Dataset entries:
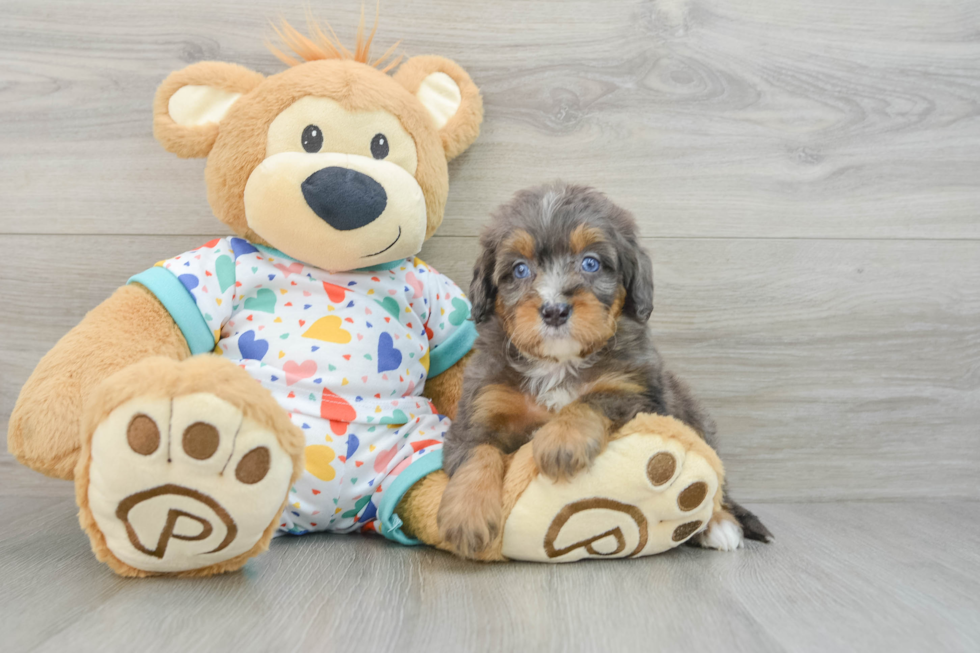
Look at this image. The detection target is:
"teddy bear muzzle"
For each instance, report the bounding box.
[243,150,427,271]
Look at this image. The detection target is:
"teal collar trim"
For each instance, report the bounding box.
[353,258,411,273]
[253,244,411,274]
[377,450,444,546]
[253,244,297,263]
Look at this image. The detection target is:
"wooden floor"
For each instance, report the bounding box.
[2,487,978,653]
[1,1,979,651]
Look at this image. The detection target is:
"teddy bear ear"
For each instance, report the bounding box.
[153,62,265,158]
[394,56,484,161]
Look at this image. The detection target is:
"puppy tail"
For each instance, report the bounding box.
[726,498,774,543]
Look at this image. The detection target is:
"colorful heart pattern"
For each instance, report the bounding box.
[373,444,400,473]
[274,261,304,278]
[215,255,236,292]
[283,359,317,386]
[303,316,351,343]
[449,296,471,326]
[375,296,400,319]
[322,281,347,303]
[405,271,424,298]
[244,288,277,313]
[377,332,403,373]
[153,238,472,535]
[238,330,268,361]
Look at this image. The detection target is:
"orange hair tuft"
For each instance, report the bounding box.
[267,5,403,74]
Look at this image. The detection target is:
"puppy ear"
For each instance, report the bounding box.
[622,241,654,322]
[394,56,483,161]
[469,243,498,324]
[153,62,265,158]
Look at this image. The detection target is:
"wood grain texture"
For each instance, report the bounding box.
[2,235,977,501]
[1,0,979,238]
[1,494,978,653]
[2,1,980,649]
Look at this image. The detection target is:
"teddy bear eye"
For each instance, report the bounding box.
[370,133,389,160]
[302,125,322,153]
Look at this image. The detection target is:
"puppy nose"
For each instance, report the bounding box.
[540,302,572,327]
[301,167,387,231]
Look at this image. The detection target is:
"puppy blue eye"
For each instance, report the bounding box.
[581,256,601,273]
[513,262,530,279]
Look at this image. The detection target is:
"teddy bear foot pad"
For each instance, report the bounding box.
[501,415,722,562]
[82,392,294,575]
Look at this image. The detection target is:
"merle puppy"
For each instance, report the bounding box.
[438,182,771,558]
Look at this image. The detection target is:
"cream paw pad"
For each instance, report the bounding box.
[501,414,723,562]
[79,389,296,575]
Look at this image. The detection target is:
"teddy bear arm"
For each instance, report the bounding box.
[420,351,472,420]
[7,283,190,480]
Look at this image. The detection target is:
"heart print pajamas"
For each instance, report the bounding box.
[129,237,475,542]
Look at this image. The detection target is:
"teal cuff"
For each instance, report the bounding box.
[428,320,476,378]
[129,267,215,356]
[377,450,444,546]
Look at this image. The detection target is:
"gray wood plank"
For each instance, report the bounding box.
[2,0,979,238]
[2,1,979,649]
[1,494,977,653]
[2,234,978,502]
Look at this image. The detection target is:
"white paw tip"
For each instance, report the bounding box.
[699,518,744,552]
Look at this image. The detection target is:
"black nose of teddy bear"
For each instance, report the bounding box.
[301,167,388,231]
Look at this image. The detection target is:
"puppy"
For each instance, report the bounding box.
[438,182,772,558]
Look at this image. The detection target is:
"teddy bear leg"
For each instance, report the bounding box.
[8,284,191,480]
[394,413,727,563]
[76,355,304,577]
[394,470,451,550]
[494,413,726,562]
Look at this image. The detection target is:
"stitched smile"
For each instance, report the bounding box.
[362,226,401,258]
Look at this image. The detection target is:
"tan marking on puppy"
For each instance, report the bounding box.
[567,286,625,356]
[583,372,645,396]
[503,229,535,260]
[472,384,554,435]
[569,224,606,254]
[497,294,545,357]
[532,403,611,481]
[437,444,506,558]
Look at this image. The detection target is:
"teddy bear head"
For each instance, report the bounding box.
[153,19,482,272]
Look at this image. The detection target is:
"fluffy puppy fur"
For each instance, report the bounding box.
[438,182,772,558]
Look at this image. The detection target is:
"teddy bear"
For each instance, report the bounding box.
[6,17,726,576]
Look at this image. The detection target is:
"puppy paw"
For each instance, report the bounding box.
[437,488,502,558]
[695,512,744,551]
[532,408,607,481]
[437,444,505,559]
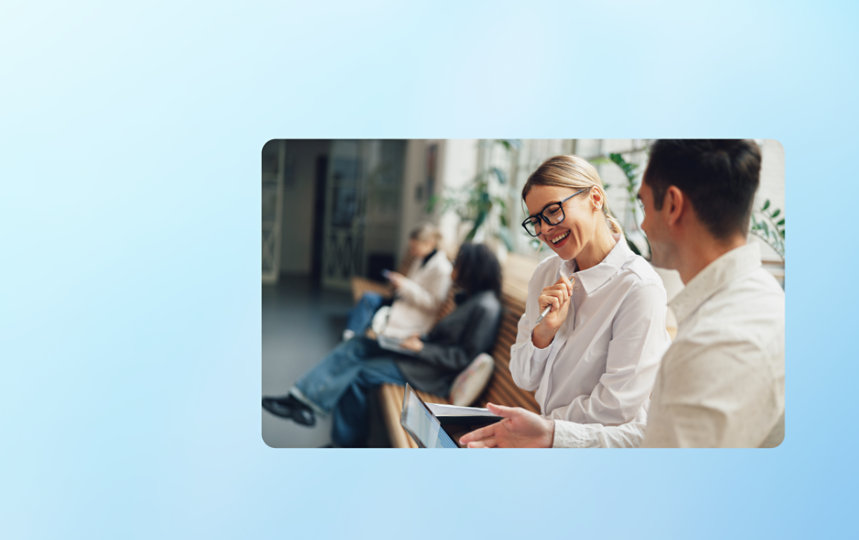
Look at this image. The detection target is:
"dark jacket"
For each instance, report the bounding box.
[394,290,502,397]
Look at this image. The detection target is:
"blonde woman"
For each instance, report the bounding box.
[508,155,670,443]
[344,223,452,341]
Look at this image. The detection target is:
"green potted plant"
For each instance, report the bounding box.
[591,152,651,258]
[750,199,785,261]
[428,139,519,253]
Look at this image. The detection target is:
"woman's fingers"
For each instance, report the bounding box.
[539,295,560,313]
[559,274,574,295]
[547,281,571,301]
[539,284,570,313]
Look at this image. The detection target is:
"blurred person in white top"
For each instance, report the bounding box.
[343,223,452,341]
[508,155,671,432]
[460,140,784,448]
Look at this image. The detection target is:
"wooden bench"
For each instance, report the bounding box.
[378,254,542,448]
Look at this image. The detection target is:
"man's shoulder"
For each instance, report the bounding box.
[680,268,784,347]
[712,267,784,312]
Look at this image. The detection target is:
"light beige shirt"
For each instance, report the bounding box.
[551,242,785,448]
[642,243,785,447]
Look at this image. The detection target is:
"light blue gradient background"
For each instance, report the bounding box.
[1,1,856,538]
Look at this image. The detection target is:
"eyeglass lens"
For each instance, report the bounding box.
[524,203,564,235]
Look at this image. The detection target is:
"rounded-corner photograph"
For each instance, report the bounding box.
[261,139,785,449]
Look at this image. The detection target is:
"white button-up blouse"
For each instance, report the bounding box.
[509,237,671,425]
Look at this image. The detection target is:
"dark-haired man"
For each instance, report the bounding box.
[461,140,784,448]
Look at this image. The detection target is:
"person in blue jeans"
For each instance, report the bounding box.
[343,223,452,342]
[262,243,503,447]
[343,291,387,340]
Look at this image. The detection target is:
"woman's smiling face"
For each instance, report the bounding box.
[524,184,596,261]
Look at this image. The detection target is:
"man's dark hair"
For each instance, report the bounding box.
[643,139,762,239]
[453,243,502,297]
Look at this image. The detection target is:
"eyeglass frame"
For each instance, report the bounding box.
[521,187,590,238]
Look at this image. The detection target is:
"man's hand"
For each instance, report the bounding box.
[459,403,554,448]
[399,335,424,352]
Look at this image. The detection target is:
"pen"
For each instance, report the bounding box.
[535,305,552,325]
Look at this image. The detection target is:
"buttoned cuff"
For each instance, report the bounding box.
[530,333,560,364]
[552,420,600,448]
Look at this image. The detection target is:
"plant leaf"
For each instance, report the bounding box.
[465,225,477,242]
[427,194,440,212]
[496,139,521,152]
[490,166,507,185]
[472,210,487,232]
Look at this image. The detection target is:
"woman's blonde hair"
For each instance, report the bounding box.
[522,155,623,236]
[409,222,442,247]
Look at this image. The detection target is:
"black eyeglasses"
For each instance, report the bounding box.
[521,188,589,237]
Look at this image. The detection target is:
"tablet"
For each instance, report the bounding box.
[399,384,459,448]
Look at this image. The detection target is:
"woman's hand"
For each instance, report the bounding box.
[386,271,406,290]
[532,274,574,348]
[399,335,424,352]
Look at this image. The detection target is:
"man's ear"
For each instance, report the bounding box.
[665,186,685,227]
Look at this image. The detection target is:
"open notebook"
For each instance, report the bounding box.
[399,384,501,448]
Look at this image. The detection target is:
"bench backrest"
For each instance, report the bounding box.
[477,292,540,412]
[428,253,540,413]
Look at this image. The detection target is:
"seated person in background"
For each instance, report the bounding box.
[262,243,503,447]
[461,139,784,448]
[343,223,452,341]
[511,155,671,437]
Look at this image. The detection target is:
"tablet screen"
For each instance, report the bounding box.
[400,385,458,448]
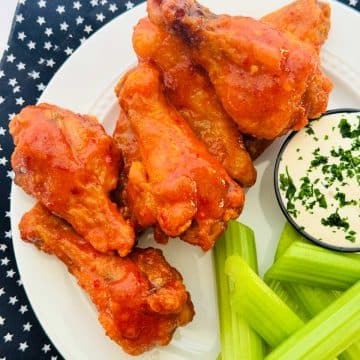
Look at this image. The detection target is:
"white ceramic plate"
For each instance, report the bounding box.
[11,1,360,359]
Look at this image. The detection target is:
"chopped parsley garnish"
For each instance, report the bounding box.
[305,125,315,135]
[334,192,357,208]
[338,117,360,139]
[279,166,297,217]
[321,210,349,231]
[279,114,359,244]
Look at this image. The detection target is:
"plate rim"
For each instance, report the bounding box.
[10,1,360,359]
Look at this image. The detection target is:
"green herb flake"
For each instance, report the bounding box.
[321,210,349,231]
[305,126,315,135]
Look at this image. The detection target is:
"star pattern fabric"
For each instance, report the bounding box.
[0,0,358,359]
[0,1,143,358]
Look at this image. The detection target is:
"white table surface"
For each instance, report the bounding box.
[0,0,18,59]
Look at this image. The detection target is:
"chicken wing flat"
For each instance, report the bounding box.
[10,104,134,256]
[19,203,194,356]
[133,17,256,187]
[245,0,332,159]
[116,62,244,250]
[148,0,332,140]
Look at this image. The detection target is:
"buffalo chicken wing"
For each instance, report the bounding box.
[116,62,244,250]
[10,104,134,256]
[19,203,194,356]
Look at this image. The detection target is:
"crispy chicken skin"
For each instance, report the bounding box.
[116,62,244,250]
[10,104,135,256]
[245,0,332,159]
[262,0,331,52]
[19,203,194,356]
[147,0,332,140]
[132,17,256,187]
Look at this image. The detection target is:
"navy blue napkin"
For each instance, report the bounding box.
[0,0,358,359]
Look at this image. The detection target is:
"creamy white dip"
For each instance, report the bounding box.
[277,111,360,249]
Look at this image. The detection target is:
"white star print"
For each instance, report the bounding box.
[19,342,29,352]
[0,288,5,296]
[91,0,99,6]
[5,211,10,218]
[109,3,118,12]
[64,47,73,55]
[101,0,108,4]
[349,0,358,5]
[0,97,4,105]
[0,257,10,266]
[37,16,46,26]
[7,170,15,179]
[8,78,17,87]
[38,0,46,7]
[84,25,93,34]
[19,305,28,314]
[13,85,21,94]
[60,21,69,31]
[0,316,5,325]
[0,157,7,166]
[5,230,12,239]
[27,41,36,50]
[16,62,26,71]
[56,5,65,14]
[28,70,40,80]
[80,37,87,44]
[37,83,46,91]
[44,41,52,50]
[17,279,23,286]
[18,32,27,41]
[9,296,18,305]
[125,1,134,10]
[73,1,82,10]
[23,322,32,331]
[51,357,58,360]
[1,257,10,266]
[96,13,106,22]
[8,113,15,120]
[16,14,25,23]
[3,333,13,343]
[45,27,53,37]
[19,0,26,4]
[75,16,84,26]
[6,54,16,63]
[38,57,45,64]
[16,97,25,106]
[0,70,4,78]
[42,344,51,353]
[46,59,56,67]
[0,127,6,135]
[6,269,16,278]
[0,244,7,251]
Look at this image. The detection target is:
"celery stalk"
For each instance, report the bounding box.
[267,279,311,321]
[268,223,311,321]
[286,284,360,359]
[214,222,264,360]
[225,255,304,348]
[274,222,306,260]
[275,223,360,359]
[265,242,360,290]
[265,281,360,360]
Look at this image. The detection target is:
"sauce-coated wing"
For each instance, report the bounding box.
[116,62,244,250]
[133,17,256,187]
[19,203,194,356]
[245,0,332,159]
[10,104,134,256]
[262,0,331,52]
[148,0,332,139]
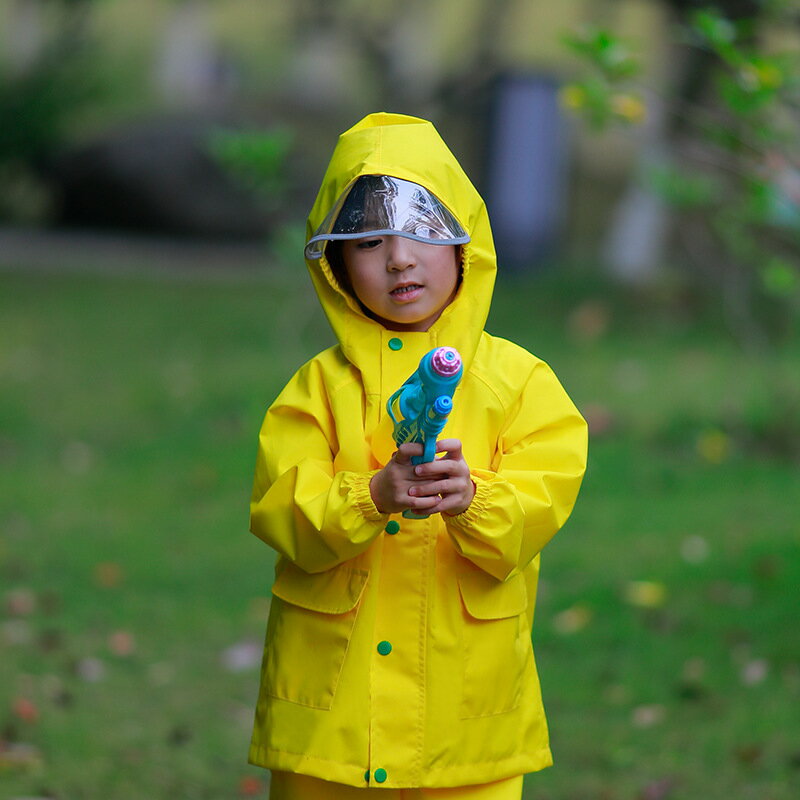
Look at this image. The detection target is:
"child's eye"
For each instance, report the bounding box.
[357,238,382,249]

What this task involves:
Please show all lines from the entries that contain the word "pattern".

Response:
"colorful heart pattern"
"star pattern fabric"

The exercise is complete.